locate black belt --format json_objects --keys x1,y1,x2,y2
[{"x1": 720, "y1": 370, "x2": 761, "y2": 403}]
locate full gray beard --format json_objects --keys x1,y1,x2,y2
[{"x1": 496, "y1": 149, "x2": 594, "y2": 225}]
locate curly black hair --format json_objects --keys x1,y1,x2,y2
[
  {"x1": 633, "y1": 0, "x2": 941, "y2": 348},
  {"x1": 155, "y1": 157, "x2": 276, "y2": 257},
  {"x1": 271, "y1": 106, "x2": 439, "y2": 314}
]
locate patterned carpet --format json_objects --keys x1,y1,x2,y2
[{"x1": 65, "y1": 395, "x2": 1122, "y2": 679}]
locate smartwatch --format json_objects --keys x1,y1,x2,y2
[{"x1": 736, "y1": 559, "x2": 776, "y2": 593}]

▬▬▬▬▬▬▬▬▬▬

→ **Problem to solve**:
Write every entry out again. Leave each one exactly as it is.

→ **Output below**:
locate black belt --format json_objects --keys x1,y1,x2,y2
[{"x1": 720, "y1": 370, "x2": 761, "y2": 403}]
locate full gray beard --format json_objects --keys x1,y1,x2,y2
[{"x1": 496, "y1": 149, "x2": 594, "y2": 225}]
locate curly black hair --format json_objects --keys x1,y1,x2,y2
[
  {"x1": 633, "y1": 0, "x2": 941, "y2": 348},
  {"x1": 155, "y1": 157, "x2": 276, "y2": 257},
  {"x1": 271, "y1": 106, "x2": 439, "y2": 314}
]
locate patterned carpet --format json_objects --keys x1,y1,x2,y2
[{"x1": 65, "y1": 395, "x2": 1122, "y2": 679}]
locate smartwatch --format json_objects --keys x1,y1,x2,y2
[{"x1": 736, "y1": 559, "x2": 776, "y2": 593}]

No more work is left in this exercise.